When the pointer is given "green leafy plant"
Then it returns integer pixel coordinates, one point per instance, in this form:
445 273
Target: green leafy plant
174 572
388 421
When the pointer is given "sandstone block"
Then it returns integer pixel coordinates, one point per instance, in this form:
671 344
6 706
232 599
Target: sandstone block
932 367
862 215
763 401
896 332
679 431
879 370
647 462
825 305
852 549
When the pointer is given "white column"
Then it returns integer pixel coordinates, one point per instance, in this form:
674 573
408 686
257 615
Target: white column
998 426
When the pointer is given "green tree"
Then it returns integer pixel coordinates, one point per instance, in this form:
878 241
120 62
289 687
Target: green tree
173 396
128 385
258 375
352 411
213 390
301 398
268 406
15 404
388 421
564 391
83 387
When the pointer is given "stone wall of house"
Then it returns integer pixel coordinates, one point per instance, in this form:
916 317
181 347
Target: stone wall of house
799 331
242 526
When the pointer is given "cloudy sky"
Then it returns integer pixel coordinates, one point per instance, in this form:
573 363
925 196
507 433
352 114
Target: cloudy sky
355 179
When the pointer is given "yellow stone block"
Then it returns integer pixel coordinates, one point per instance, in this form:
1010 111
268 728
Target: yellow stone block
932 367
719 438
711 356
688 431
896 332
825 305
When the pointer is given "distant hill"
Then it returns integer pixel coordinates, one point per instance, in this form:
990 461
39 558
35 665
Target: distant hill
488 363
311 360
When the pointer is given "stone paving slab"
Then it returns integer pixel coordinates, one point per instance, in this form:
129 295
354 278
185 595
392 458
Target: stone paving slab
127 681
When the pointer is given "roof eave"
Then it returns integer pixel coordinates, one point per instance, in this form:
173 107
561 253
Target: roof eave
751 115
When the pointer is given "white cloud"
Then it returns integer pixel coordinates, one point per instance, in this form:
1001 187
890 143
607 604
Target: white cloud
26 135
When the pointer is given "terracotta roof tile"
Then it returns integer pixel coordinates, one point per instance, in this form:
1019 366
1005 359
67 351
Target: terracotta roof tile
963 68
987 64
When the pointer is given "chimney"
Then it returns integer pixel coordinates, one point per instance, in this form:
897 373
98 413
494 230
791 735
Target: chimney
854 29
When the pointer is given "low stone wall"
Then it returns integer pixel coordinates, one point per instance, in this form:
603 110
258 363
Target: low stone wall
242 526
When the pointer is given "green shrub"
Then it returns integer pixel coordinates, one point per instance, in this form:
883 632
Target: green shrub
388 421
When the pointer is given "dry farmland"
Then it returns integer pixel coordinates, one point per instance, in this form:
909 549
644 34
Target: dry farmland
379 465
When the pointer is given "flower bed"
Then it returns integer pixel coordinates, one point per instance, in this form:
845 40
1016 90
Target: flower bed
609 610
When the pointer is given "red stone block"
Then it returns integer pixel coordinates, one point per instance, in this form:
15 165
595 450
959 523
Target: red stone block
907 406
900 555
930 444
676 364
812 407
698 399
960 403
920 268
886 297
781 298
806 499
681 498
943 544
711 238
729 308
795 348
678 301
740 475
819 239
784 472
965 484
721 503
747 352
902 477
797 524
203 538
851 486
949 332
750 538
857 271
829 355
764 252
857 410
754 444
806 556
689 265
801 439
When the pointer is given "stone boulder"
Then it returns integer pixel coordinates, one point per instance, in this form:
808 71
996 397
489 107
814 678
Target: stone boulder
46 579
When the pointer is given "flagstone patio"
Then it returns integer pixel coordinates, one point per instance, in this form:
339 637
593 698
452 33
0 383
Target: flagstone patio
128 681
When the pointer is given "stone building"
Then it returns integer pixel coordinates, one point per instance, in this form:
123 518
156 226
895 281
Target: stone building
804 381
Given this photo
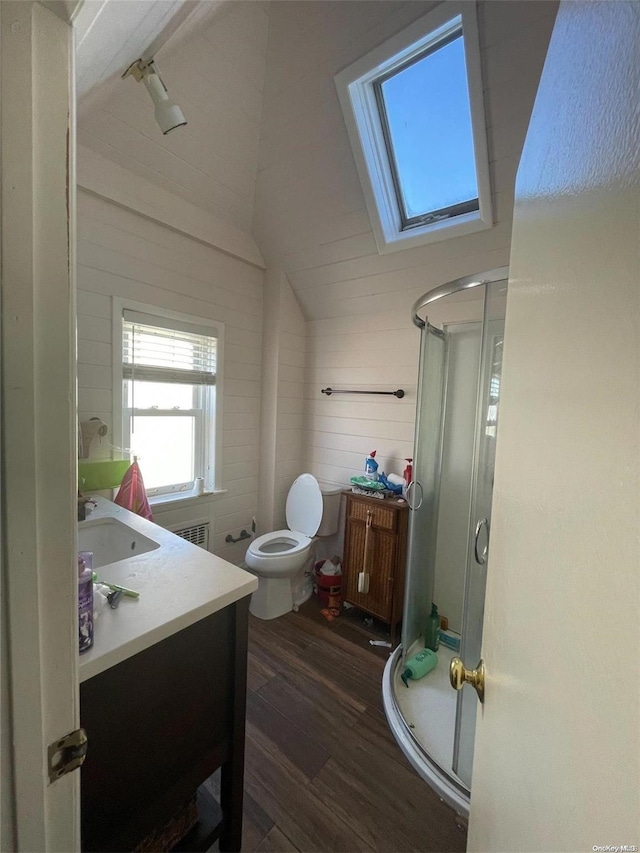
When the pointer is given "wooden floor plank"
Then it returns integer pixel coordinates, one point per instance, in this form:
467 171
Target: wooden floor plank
323 772
258 673
277 842
303 751
284 793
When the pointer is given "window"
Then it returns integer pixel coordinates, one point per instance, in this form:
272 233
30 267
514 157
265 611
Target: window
170 379
415 115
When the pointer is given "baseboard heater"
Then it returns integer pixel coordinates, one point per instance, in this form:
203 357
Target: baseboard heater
197 534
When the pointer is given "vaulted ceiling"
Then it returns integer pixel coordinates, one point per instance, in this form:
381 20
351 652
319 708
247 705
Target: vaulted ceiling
266 148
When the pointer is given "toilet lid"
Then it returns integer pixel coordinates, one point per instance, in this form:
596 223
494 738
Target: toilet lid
304 505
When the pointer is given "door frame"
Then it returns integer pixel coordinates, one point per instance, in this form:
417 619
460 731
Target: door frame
39 575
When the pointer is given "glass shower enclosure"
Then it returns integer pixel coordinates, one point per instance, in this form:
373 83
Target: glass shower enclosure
462 334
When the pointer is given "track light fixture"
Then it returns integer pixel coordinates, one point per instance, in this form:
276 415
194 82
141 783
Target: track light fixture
168 115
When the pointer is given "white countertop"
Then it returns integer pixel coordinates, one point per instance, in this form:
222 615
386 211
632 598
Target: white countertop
179 584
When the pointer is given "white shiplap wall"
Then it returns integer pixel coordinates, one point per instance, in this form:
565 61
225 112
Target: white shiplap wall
123 254
216 75
291 400
310 215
###
Each line of the data should be quoted exactly, with pictures left out.

_Solution to this task_:
When the pointer is given "green leafy plant"
Then it returns integer pixel coordinates, one point per instance, in this form:
445 273
Target: green leafy plant
174 572
388 421
When the pointer is given "sandstone block"
Then it returns integer pixel coordinates, one point per instance, in this form:
671 344
6 706
232 599
Target: sandstone block
932 367
862 215
763 401
896 332
679 431
879 370
647 462
825 305
852 549
When the pointer is given "white column"
Then it returns integer pixel coordinates, one point per instance, in this form:
674 573
408 686
257 615
Target: white column
998 426
When the pointer is given "green tree"
Then it returns integer pixel coordinates, one point per instance, in this form:
878 241
120 62
289 687
Target: green tree
173 396
128 385
258 375
352 411
213 390
301 398
268 406
15 404
388 421
564 391
83 387
When the pointer is given "stone wall of house"
Then it returns integer pixel coordinates, one point per instance, in this form:
916 317
181 347
Target: stone wall of house
799 331
242 526
When the pointer is given "cloudy sky"
Then it returns integer pixel coordinates, one point per instance, in this form:
573 363
925 196
507 433
352 114
Target: cloudy sky
355 179
When the pointer is given "yellow stone block"
Then it returns integer pixel coordinates, one point per instance, in this form:
1010 111
268 728
Target: yellow stone block
932 367
719 438
711 356
688 431
896 332
825 305
When the pointer is given "distant hill"
Then it returns integer pixel coordinates, one point per instance, in this form:
990 461
39 558
35 665
Target: distant hill
488 363
311 360
When the pointer is given "stone paving slab"
Then it returns integer pixel coordinates, one point per instance, in this form:
129 295
354 278
185 595
392 458
Target: stone paving slab
127 681
When the pointer is given "roof eave"
Then it returns integer pixel coordinates, one point per instance, in this form:
173 107
561 253
Target: roof eave
751 115
When the pointer is given "white cloud"
Then it returns integer pixel coordinates, one point per instance, in this form:
1001 187
890 143
607 604
Target: white cloud
26 135
When the pointer is given "terracotta roof tile"
Then it returns integer pixel coordinates, one point per instance, in this form:
1019 366
1005 359
67 351
Target: terracotta roof tile
963 68
987 64
When the pointer is given "chimney"
Then it returns integer pixel coordinates, one point per instance, in this form:
897 373
98 413
494 230
791 735
Target: chimney
854 29
When the pointer is given "low stone wall"
Then it returns integer pixel coordinates, one point per instance, in this form:
603 110
258 363
Target: low stone wall
242 526
When the pointer is given "green shrub"
Then it returns integer pixel coordinates, one point per instance, in this form:
883 632
Target: green shrub
388 421
When the pointer is given "dry farmland"
Then it returns integer pixel coordinates, one point per instance, in this form:
909 549
644 34
Target: dry farmland
379 465
When the pointer is given "flower bed"
Then it returns integer pixel coordinates, one point per instance, in this form:
845 40
1016 90
Target: flower bed
609 610
When the pointer is given "red stone block"
Then it returns integer pixel coordinates, one point per instance, in this form:
15 165
595 450
959 523
Target: red stone block
907 406
900 555
930 444
676 364
812 407
698 399
960 403
920 268
886 297
781 298
806 499
681 498
943 544
711 238
729 308
795 348
678 301
740 475
819 239
784 472
965 484
721 503
747 352
902 477
797 524
203 538
851 486
949 332
750 538
857 271
829 355
764 252
857 410
754 444
806 556
689 265
801 439
When the pointer is given "stone boulder"
Then it returns integer pixel coordinates, one point per instance, in this form:
808 71
996 397
489 107
814 678
Target: stone boulder
46 579
When the pointer is given "flagstone patio"
Then it returns integer pixel coordinates, one point per instance, in this form:
339 637
593 698
452 33
0 383
Target: flagstone patio
128 681
When the pointer is given "stone building"
Then it returns integer pixel coordinates, one point per instance, in this form:
123 518
156 226
895 281
Target: stone building
804 381
Given this photo
When the pointer is given "wooden floor plank"
Then it returns integer pixel coordinates, one point per instance, in this form:
467 171
Target: wooden floor plank
323 772
258 673
277 842
303 751
284 793
When the pointer is given "window"
Then it returns integer pixel coordinates, one point per instance, in this form:
272 233
30 267
514 157
265 611
Target: window
170 379
415 115
When the pointer is given "baseboard heater"
Then it returns integer pixel coordinates, one point per instance, in this form:
203 357
Target: baseboard heater
197 534
When the pointer is given "vaulted ceiling"
Then it returns integer pixel coordinates, one point per instance, in this form:
381 20
351 652
319 708
247 705
Target: vaulted ceiling
266 148
When the pointer is given "toilet lid"
Then it returns integer pixel coordinates, one point per instance, in this form:
596 223
494 738
Target: toilet lid
304 505
When the pointer is given "door frame"
Then it returns integer pixel coordinates, one point per instance, in this form:
417 619
460 731
Target: door frame
39 575
When the pointer is given "glass shower enclosure"
Then it returns integer pixel coordinates, one point per instance, in this form:
373 83
Target: glass shower enclosure
462 334
When the pointer is given "track light fixture"
Then it returns integer pixel coordinates, one point per instance, in this form:
276 415
194 82
141 783
Target: track light fixture
168 115
When the pointer is given "white countertop"
Then it returns integer pixel coordinates, one point per instance, in this form:
222 615
386 211
632 598
Target: white countertop
179 584
When the pointer is given "white shiplap wall"
Then it returns integer pixel coordinates, one point per instance, in this form:
565 61
225 112
Target: white shiplap wall
123 254
216 75
291 400
310 215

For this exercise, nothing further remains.